>> START

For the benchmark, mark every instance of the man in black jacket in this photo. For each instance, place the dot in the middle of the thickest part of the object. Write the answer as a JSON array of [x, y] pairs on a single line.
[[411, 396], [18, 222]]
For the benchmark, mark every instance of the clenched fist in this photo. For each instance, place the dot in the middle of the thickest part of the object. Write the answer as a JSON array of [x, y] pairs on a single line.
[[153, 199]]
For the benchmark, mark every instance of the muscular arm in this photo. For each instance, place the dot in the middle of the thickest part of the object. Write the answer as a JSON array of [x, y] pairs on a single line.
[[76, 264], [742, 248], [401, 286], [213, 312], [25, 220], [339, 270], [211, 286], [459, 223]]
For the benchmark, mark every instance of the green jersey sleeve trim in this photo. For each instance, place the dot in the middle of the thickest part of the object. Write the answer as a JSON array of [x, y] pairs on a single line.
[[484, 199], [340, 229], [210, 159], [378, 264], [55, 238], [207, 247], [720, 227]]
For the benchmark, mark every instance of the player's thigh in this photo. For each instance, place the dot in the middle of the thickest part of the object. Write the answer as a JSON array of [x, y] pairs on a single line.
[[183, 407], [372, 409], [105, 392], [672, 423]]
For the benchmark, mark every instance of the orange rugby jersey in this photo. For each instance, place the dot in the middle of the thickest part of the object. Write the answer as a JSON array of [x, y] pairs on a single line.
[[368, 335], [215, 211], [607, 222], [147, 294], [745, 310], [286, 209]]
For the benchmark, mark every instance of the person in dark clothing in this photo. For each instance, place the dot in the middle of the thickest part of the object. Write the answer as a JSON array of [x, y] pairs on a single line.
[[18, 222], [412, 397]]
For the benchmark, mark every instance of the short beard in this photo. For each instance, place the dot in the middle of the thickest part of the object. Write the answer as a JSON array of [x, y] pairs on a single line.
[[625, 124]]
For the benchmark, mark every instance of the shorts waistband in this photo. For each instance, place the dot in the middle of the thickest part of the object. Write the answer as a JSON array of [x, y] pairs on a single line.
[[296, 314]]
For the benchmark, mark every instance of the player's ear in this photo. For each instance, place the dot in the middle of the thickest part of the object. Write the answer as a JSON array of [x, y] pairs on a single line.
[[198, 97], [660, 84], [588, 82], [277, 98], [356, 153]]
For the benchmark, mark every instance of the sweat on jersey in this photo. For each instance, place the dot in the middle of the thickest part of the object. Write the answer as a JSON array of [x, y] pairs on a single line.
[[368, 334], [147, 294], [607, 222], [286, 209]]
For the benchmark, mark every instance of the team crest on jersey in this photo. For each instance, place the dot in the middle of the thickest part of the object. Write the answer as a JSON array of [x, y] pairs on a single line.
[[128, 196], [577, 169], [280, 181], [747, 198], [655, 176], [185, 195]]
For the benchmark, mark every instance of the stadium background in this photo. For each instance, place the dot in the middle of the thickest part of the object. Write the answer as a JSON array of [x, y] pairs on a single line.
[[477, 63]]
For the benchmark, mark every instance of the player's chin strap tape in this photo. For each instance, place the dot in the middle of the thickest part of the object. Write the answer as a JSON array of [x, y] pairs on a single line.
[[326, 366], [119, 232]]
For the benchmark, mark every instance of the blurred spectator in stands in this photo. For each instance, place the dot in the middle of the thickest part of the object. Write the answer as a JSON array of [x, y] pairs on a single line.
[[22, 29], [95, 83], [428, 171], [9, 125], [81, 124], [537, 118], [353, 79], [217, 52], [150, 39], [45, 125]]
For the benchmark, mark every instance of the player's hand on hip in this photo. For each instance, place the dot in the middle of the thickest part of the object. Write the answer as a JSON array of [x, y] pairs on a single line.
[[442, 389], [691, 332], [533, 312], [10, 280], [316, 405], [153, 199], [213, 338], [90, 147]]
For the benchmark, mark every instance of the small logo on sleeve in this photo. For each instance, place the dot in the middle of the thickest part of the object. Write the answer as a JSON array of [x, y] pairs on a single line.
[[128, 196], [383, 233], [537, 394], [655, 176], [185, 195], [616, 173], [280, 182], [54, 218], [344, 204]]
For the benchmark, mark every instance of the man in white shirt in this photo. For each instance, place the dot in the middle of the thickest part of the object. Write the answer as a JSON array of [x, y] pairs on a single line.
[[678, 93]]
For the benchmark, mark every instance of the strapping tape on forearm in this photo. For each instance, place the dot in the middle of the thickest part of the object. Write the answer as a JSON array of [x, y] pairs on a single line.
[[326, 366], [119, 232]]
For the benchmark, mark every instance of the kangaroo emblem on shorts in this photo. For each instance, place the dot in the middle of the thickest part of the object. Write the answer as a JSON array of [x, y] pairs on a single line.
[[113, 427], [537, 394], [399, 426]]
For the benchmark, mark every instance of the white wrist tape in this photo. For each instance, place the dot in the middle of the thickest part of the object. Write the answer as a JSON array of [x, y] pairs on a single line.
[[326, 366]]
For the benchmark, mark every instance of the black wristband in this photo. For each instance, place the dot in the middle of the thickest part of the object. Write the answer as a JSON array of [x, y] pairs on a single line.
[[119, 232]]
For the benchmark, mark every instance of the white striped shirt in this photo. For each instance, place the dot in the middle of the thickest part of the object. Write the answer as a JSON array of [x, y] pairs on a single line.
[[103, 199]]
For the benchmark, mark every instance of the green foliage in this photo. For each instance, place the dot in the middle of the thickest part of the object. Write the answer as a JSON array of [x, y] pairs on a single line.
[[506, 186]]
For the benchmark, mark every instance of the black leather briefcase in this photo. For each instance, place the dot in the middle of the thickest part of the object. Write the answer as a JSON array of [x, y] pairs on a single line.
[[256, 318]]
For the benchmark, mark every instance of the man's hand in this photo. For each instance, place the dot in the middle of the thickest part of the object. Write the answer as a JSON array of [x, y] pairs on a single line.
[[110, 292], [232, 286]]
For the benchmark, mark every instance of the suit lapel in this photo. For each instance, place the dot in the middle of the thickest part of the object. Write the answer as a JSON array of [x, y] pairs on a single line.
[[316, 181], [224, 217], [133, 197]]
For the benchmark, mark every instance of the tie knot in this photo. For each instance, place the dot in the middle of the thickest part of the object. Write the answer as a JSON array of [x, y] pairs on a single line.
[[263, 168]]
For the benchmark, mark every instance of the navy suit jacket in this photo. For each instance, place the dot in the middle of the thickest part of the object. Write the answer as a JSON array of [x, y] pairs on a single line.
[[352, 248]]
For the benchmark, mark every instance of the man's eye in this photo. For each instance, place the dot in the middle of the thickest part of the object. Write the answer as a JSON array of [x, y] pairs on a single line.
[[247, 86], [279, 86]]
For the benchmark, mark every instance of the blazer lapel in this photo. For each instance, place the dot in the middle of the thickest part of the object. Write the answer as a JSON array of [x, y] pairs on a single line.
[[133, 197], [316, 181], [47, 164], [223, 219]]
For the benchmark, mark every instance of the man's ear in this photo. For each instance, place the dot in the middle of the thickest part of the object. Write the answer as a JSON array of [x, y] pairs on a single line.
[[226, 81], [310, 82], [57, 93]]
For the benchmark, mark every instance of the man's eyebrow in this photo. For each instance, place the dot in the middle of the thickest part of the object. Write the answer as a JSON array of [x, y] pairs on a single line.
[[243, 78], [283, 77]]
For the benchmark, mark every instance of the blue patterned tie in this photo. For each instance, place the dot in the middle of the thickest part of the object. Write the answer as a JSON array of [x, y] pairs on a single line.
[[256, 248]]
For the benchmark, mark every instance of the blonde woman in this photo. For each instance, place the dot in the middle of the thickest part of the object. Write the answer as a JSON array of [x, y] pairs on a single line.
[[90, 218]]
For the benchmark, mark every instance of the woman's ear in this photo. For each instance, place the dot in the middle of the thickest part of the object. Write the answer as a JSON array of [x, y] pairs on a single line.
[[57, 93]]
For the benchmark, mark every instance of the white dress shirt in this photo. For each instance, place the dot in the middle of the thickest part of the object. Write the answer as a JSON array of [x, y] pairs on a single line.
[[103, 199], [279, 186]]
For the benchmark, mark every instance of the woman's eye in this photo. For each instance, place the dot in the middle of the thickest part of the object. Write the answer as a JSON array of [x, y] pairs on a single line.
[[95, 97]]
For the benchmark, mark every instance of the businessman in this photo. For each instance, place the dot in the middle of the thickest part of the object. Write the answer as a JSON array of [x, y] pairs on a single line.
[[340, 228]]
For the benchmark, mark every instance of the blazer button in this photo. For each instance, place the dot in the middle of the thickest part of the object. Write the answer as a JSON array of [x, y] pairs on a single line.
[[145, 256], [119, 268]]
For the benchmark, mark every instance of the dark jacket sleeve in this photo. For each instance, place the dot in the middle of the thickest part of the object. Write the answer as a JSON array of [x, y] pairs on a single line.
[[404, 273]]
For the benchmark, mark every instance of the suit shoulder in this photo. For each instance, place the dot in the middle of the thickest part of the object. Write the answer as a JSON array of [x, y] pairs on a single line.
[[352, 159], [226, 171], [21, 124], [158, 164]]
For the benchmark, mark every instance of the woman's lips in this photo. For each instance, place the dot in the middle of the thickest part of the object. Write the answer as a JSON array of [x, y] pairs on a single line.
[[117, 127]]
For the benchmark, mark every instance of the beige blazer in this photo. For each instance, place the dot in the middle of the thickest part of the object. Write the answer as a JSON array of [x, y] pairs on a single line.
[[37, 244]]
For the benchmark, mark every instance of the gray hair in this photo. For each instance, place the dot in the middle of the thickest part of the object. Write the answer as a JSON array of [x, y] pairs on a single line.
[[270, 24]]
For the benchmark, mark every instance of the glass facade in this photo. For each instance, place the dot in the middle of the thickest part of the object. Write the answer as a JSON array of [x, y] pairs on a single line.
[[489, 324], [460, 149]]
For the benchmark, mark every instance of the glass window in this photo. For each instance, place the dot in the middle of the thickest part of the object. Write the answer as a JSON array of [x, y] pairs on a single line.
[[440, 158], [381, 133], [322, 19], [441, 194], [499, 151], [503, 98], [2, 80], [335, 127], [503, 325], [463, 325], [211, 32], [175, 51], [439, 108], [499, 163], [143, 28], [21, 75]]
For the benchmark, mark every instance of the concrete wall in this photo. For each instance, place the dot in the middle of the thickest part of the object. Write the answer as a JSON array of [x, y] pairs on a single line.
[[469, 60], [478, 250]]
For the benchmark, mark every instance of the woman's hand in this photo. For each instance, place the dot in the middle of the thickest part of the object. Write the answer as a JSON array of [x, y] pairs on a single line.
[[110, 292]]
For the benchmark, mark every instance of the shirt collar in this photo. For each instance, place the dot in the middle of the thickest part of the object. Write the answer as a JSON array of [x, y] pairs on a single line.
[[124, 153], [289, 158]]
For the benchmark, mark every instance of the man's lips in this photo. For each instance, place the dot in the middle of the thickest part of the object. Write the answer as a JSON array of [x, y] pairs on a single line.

>> END

### OBJECTIVE
Please quote exactly the lines from the one containing "For the benchmark, mark every instance of the concrete" through the last line of the records above, both included, and nothing else.

### TASK ANSWER
For the benchmark, mark every instance of the concrete wall in this photo. For each instance, place the dot in the middle of the thickest part of the object. Write the answer as a JSON array of [x, y] pairs on a single line.
[[469, 60], [478, 250]]
For the benchmark, mark every instance of the woman's hand in this photo. For each instance, place the dot in the middle of the thickest part of the object. Write the answer as a JSON array of [x, y] pairs on a single line.
[[110, 292]]
For the benchmark, mark every instance of the shirt collar in this photo. For each instance, place the dot in the middle of the thickest part of the object. Write the answer as a JSON array of [x, y] pairs on a single line.
[[124, 153], [289, 158]]
For the benchmark, mark every instance of the man's lips in this photo. For each instance, place the dot in the middle of the thickest part of the object. Write the answer as a JSON array of [x, y] pairs on a single line.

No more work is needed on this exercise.